## [Aufgaben]
A. Zitieren Sie aus dem Beschlusstext zu CETA und TTIP den Abschnitt zwischen „Die SPD erneuert“ und „vollständig ausgesetzt werden.“, beide Stellen eingeschlossen.
B. Prüfen Sie, ob die folgenden Aussagen mit dem Beschlusstext zu CETA und TTIP übereinstimmen, und begründen Sie jedes Ja oder Nein mit einem wörtlichen Zitat der entscheidenden Stelle. (i) Der Beschluss des Parteikonvents, den die SPD erneuert, stammt vom September 2014. (ii) Die SPD lehnt die Idee eines öffentlich-rechtlichen Internationalen Handelsgerichtshofs grundsätzlich ab. (iii) Private Sondergerichte in modifizierter Form hält die SPD für annehmbar.

Die SPD erneuert und bekräftigt den Beschluss des Parteikonvents der SPD vom September 2014 und fordert im Hinblick auf die weiteren Verhandlungen um CETA und TTIP:
- Eine Zustimmung zum vorliegenden ISDS-Kapitel in CETA und in ähnlicher Form in TTIP ist ausgeschlossen. Wir brauchen keine privaten Sondergerichte, auch nicht in modifizierter Form. Fragen der Staatshaftung können nicht (auch nicht teilweise) von privaten Institutionen entschieden werden.
- Wir unterstützen grundsätzlich die Idee eines öffentlich-rechtlichen Internationalen Handelsgerichtshofs. Solange sich die EU aber nicht auf ein tragfähiges Konzept für eine derartige Institution verständigt hat, muss das Thema ISDS in den Verhandlungen mit Kanada und den USA vollständig ausgesetzt werden.

## [Bereitgestellte Angaben]
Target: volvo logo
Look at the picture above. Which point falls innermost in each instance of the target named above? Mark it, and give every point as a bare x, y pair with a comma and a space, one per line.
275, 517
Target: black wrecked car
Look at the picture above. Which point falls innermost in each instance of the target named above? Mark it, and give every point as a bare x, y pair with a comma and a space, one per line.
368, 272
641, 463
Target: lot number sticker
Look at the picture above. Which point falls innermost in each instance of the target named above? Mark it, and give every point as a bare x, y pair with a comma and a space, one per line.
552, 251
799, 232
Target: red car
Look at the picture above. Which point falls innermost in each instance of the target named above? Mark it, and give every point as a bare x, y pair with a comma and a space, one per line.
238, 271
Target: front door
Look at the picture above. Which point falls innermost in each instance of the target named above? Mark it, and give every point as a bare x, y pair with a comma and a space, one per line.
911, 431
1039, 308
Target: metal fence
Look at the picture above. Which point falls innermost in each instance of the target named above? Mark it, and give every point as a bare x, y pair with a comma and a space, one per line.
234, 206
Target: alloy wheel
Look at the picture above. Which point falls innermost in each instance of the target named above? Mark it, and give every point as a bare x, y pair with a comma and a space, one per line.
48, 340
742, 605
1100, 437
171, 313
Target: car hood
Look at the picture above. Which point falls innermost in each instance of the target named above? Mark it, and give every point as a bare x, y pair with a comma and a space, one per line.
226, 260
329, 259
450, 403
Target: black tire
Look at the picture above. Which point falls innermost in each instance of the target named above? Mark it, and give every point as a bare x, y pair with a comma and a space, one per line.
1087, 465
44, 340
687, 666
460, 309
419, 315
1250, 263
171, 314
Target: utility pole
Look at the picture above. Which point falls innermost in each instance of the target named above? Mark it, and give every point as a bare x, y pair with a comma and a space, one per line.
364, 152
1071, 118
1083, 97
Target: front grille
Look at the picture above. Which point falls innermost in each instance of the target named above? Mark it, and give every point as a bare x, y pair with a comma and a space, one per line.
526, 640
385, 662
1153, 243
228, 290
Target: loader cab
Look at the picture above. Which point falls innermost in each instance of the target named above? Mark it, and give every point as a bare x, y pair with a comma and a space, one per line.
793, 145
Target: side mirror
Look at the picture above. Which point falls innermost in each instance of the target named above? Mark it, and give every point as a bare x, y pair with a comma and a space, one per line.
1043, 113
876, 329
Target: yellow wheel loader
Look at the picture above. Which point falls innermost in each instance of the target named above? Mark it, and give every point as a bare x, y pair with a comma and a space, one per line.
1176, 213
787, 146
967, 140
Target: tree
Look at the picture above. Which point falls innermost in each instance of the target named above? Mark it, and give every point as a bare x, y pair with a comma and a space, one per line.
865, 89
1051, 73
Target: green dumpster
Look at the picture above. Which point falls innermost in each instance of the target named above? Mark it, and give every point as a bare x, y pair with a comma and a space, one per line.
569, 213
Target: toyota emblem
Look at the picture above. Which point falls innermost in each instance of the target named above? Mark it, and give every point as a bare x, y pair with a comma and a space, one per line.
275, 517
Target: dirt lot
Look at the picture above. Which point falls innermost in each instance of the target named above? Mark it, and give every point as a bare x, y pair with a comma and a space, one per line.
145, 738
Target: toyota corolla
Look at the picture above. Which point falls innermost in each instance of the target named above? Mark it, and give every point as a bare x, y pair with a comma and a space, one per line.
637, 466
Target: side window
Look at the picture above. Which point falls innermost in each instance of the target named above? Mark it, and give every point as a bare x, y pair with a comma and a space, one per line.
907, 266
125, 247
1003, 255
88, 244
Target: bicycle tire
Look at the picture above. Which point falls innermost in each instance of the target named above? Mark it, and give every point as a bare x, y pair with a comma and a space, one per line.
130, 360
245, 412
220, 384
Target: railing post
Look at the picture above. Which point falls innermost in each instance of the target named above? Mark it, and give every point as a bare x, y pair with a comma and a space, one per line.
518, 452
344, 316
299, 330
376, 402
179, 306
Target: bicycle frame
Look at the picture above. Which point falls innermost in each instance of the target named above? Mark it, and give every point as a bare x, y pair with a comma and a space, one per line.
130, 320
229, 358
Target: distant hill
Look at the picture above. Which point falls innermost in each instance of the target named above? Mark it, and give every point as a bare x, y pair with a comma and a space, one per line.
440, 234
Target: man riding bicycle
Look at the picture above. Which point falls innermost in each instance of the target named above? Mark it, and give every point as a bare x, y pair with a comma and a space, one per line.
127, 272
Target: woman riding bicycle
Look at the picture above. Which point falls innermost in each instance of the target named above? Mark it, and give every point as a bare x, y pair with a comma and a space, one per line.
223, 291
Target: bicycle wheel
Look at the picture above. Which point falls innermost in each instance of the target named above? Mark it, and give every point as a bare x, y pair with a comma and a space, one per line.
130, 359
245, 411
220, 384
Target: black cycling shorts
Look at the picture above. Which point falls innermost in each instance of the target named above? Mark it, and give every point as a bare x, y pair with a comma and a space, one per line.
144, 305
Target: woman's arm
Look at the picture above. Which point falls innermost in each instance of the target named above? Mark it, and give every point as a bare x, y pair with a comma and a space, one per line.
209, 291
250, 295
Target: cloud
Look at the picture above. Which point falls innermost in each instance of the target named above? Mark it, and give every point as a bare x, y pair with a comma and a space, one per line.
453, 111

## [Lösungen]
A.
Die SPD erneuert und bekräftigt den Beschluss des Parteikonvents der SPD vom September 2014 und fordert im Hinblick auf die weiteren Verhandlungen um CETA und TTIP:
- Eine Zustimmung zum vorliegenden ISDS-Kapitel in CETA und in ähnlicher Form in TTIP ist ausgeschlossen. Wir brauchen keine privaten Sondergerichte, auch nicht in modifizierter Form. Fragen der Staatshaftung können nicht (auch nicht teilweise) von privaten Institutionen entschieden werden.
- Wir unterstützen grundsätzlich die Idee eines öffentlich-rechtlichen Internationalen Handelsgerichtshofs. Solange sich die EU aber nicht auf ein tragfähiges Konzept für eine derartige Institution verständigt hat, muss das Thema ISDS in den Verhandlungen mit Kanada und den USA vollständig ausgesetzt werden.

B.
(i) Ja: „den Beschluss des Parteikonvents der SPD vom September 2014“
(ii) Nein: „Wir unterstützen grundsätzlich die Idee eines öffentlich-rechtlichen Internationalen Handelsgerichtshofs.“
(iii) Nein: „Wir brauchen keine privaten Sondergerichte, auch nicht in modifizierter Form.“